──────── Material provided ────────

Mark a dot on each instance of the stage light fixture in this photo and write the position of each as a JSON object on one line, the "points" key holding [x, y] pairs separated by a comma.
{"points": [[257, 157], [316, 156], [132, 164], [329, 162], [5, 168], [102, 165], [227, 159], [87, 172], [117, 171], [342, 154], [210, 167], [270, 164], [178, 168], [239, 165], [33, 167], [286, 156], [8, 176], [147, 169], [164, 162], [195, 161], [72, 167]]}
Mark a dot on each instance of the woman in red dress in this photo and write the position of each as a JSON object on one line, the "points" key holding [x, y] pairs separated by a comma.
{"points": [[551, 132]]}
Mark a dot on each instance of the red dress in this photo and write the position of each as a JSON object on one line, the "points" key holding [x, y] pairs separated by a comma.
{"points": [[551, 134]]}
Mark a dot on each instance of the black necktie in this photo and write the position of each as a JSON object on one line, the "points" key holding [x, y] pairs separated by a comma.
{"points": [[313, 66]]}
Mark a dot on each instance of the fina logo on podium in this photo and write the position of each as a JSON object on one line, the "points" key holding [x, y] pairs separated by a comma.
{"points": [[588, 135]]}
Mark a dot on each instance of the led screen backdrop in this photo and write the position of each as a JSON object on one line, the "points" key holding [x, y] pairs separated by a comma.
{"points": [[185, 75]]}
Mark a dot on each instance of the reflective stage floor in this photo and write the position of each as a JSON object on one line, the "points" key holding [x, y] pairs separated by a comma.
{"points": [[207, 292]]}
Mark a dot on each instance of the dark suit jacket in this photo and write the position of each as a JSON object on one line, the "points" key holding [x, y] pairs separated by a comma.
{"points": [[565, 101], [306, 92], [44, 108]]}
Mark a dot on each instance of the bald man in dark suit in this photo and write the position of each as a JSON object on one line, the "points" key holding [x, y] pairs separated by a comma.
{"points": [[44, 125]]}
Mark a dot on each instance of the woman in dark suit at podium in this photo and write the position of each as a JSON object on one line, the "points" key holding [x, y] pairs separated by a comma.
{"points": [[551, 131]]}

────────

Could you reproduce every record above exactly as it appears?

(Response to the task)
Mark a dot on each instance of the stage light fixture in this photo and write the position of each as a JSON object on one line, the "points" key holding [x, y] pairs separated by a comma.
{"points": [[257, 157], [316, 156], [132, 164], [329, 162], [5, 168], [102, 165], [227, 159], [87, 172], [117, 171], [342, 154], [210, 167], [270, 164], [178, 168], [239, 165], [33, 167], [286, 156], [8, 176], [147, 169], [164, 162], [195, 161], [72, 167]]}
Mark a dot on each instance of the woman in red dress in this photo and write the position of each as a JSON object on one line, the "points" key holding [x, y] pairs separated by a comma.
{"points": [[551, 132]]}
Mark a dot on each instance of the red dress in this photo and write the position of each as a JSON object on one line, the "points" key holding [x, y] pairs separated by a comma.
{"points": [[551, 134]]}
Mark a dot on each instance of the black necktie in this photo and write the position of each as a JSON object on one line, the "points" key holding [x, y] pairs separated by a comma.
{"points": [[313, 66]]}
Mark a dot on each instance of the fina logo on podium in this photo and write the position of each as a JSON object on one line, the "points" key holding [x, y] pairs separated by a comma.
{"points": [[588, 135]]}
Mark a dot on each instance of the led screen backdrop in this photo and write the position of each as a JSON object on one line, the "points" key holding [x, y] pairs separated by a comma.
{"points": [[185, 75]]}
Mark a dot on each instance of the reflective stage floor in this photo and write the position of each as a JSON object on one line, the "points" key holding [x, y] pairs separated by a comma.
{"points": [[207, 292]]}
Mark a dot on each instance of the dark suit jacket in this photo and write the position of each as a JSON object on one line, the "points" key holding [x, y] pairs separated by a comma.
{"points": [[565, 101], [306, 92], [44, 108]]}
Mark a dot on each instance of the bald man in dark suit in this photo and write the position of each as a JSON object on one line, the "points" key holding [x, y] pairs separated by a comma.
{"points": [[44, 125]]}
Mark a dot on each instance of the woman in dark suit at podium in this photo and write the position of each as a JSON object on one line, the "points" key holding [x, y] pairs separated by a comma.
{"points": [[551, 131]]}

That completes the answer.